- Activity: From the first entry to the last, repeat them all exactly.

- Exercise materials:
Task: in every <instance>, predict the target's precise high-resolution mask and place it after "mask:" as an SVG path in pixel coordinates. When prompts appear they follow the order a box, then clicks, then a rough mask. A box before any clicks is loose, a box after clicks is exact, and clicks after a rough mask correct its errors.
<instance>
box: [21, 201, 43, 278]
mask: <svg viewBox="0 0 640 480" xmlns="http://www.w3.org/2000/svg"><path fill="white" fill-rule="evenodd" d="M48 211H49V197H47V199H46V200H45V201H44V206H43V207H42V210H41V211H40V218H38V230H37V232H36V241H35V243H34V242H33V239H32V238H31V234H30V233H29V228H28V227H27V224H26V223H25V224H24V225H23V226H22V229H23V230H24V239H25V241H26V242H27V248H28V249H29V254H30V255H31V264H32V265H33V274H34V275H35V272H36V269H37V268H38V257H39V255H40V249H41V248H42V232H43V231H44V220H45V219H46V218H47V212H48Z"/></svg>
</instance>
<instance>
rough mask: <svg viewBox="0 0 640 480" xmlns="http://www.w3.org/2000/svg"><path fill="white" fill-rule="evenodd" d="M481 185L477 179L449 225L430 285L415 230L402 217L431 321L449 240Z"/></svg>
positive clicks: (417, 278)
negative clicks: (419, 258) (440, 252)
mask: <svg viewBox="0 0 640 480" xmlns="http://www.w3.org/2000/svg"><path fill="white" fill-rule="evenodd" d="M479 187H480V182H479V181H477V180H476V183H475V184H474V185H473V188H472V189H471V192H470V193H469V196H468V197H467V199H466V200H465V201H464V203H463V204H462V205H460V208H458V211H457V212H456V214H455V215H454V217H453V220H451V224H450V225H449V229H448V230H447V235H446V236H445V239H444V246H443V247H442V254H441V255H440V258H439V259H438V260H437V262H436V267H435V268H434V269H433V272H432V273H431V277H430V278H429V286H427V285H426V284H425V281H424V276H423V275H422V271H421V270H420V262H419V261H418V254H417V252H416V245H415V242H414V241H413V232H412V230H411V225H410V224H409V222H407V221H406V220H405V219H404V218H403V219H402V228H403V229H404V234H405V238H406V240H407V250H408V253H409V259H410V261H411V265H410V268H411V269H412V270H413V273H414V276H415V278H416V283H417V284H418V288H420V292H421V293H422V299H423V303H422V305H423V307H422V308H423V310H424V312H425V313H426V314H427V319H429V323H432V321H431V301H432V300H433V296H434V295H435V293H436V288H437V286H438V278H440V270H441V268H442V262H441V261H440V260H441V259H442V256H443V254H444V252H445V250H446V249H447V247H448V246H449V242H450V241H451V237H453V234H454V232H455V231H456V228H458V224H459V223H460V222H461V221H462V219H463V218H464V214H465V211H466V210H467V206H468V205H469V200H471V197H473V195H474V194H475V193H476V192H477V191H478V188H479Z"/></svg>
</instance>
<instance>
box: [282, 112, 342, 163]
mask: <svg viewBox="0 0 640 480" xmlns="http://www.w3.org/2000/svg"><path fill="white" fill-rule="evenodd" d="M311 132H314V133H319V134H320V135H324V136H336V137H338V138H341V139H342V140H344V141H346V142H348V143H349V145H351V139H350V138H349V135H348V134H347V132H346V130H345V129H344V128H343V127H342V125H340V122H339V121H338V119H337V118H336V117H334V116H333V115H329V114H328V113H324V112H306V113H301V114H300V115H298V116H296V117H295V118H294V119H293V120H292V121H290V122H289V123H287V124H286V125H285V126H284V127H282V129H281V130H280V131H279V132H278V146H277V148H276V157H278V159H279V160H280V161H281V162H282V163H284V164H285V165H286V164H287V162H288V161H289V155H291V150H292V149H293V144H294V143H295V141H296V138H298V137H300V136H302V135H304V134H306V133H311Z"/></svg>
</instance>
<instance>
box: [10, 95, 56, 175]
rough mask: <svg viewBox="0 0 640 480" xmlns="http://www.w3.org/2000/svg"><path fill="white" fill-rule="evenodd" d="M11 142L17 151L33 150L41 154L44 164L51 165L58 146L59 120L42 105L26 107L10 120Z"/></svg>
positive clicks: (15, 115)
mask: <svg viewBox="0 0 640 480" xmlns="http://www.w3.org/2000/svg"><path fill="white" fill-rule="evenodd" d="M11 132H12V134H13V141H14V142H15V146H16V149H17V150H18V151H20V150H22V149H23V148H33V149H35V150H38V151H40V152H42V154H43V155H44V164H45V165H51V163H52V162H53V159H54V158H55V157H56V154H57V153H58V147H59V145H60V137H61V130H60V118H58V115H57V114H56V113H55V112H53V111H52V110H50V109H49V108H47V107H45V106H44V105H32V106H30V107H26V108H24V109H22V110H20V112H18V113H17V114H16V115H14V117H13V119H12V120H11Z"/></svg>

- Result below:
Task: in every <instance>, predict the target's precise high-resolution mask and place it after "mask:" as an SVG path in pixel coordinates. When prompts appear they follow the order a box, then clicks, then a rough mask. A box before any clicks is loose, a box after clicks is exact, and clicks after a rough mask correct its errors.
<instance>
box: [21, 201, 43, 278]
mask: <svg viewBox="0 0 640 480" xmlns="http://www.w3.org/2000/svg"><path fill="white" fill-rule="evenodd" d="M48 211H49V197H47V199H46V200H45V201H44V206H43V207H42V210H41V211H40V218H38V230H37V232H36V241H35V243H34V242H33V239H32V238H31V234H30V233H29V228H28V227H27V224H26V223H25V224H24V225H23V226H22V229H23V230H24V239H25V241H26V242H27V248H28V249H29V254H30V255H31V264H32V265H33V274H34V275H35V272H36V269H37V268H38V257H39V255H40V249H41V248H42V232H43V231H44V220H45V219H46V218H47V212H48Z"/></svg>
</instance>
<instance>
rough mask: <svg viewBox="0 0 640 480" xmlns="http://www.w3.org/2000/svg"><path fill="white" fill-rule="evenodd" d="M481 185L477 179L449 225L430 285L415 230L402 217L431 321L449 240Z"/></svg>
positive clicks: (417, 278)
negative clicks: (419, 258) (440, 252)
mask: <svg viewBox="0 0 640 480" xmlns="http://www.w3.org/2000/svg"><path fill="white" fill-rule="evenodd" d="M479 187H480V182H479V181H477V180H476V183H475V184H474V185H473V188H472V189H471V192H470V193H469V196H468V197H467V199H466V200H465V201H464V203H463V204H462V205H460V208H458V211H457V212H456V214H455V215H454V217H453V220H451V224H450V225H449V229H448V230H447V235H446V236H445V239H444V246H443V247H442V254H441V255H440V258H439V259H438V260H437V262H436V267H435V268H434V269H433V272H432V273H431V277H430V278H429V286H427V285H426V284H425V281H424V276H423V275H422V271H421V270H420V262H419V261H418V254H417V252H416V245H415V242H414V241H413V232H412V230H411V225H410V224H409V222H407V221H406V220H405V219H404V218H403V219H402V228H403V229H404V234H405V238H406V240H407V250H408V253H409V259H410V261H411V265H410V268H411V269H412V270H413V273H414V276H415V278H416V283H417V284H418V288H420V292H421V293H422V299H423V303H422V305H423V307H422V308H423V310H424V312H425V313H426V314H427V319H429V323H432V321H431V301H432V300H433V296H434V295H435V293H436V288H437V286H438V278H440V270H441V268H442V262H441V261H440V260H441V259H442V256H443V254H444V252H445V250H446V249H447V247H448V246H449V242H450V241H451V237H453V234H454V232H455V231H456V228H458V224H459V223H460V222H461V221H462V219H463V218H464V214H465V211H466V210H467V206H468V205H469V200H471V197H473V195H474V194H475V193H476V192H477V191H478V188H479Z"/></svg>
</instance>
<instance>
box: [282, 112, 342, 163]
mask: <svg viewBox="0 0 640 480" xmlns="http://www.w3.org/2000/svg"><path fill="white" fill-rule="evenodd" d="M311 132H314V133H319V134H320V135H324V136H336V137H338V138H341V139H342V140H344V141H346V142H348V143H349V145H351V139H350V138H349V135H348V134H347V132H346V130H345V129H344V128H343V127H342V125H340V122H339V121H338V119H337V118H336V117H334V116H333V115H329V114H328V113H324V112H306V113H301V114H300V115H298V116H296V117H295V118H294V119H293V120H292V121H290V122H289V123H287V124H286V125H285V126H284V127H282V129H281V130H280V131H279V132H278V146H277V148H276V157H278V159H279V160H280V161H281V162H282V163H284V164H285V165H286V164H287V162H288V161H289V155H291V150H292V149H293V144H294V143H295V141H296V138H298V137H300V136H302V135H304V134H306V133H311Z"/></svg>
</instance>
<instance>
box: [10, 95, 56, 175]
rough mask: <svg viewBox="0 0 640 480" xmlns="http://www.w3.org/2000/svg"><path fill="white" fill-rule="evenodd" d="M11 142L17 151L33 150L41 154L44 164L51 165L58 146L59 120L42 105L26 107L10 120Z"/></svg>
positive clicks: (15, 115)
mask: <svg viewBox="0 0 640 480" xmlns="http://www.w3.org/2000/svg"><path fill="white" fill-rule="evenodd" d="M11 132H12V134H13V141H14V142H15V146H16V149H17V150H18V151H20V150H22V149H23V148H33V149H35V150H38V151H40V152H42V154H43V155H44V164H45V165H51V163H52V162H53V159H54V158H55V157H56V154H57V153H58V147H59V145H60V137H61V130H60V118H58V115H57V114H56V113H55V112H53V111H52V110H50V109H49V108H47V107H45V106H44V105H32V106H30V107H26V108H24V109H22V110H20V112H18V113H17V114H16V115H14V117H13V119H12V120H11Z"/></svg>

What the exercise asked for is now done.